It's been decades since I read it, but my recollection is that the moral

of AF is basically fatalism.  Efforts to do radical good come to grief

because of human nature.  Maybe that's what Louis is saying too.



Of course the kids -- including my daughter -- are told by the teacher

it's about communism.  So now the little one is anti-communist.

Imagine her finding out that Mommy and Daddy were communist.

(Were as in past tense, as in pre-1980.)



As somebody else said a long time ago, whatever you think of those

books, you never forget them.





> ----- Original Message -----
> From: Jim Devine
> Sent: 08/18/08 02:16 pm
> To: Progressive Economics
> Subject: Re: [Pen-l] Animal Farm
> 
> Louis Proyect wrote:
> > I know that you are attempting to be witty, but my point remains. The 
> animal
> > farm fell apart because of hubris not because the death and destruction 
> of a
> > civil war. Animals and workers had no business trying to govern their 
> own
> > affairs. They were overstepping their bounds. That's the moral of the 
> tale.

Material shown =
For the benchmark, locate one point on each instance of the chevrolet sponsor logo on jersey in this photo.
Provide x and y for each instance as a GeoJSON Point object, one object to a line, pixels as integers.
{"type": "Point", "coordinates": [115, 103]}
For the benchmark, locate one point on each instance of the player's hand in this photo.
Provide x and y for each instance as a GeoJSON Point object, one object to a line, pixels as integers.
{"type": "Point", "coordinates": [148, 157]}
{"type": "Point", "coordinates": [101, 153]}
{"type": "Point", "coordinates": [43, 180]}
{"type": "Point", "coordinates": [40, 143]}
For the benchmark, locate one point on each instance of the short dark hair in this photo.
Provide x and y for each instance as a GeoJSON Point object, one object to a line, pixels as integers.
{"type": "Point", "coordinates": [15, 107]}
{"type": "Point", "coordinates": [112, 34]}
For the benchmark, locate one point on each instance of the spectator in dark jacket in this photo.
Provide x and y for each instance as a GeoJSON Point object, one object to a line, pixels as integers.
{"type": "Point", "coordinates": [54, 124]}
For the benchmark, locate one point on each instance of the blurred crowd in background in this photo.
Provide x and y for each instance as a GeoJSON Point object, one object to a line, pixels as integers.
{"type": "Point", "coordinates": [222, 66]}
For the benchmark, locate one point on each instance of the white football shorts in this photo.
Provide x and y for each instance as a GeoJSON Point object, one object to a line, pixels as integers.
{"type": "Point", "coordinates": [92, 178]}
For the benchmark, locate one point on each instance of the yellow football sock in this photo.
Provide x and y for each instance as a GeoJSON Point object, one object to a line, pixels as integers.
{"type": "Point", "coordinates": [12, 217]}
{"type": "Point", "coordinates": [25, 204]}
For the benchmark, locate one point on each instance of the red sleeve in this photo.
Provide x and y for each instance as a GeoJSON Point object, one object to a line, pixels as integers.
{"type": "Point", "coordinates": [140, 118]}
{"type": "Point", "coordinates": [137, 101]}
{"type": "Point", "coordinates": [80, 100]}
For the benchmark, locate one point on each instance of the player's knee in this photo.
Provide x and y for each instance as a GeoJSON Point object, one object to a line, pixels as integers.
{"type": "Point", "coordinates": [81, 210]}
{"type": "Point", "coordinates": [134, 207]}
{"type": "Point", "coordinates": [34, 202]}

Written request A = Summarize the Animal Farm email in two sentences.
Written request B = List every header field in the quoted original message of the Animal Farm email, each with its value.
Written request C = Return the passage of the Animal Farm email starting with "It's been decades" and going on through "one is anti-communist.", word for word.

Problem solution A = The writer remembers the moral of Animal Farm as basically fatalism, with efforts to do radical good coming to grief because of human nature, while the writer's daughter is told by the teacher that the book is about communism. In the quoted message, Louis Proyect argues that the farm fell apart because of hubris rather than civil war, and that the moral is that animals and workers had no business trying to govern their own affairs.

Problem solution B =
From: Jim Devine
Sent: 08/18/08 02:16 pm
To: Progressive Economics
Subject: Re: [Pen-l] Animal Farm

Problem solution C =
It's been decades since I read it, but my recollection is that the moral

of AF is basically fatalism.  Efforts to do radical good come to grief

because of human nature.  Maybe that's what Louis is saying too.



Of course the kids -- including my daughter -- are told by the teacher

it's about communism.  So now the little one is anti-communist.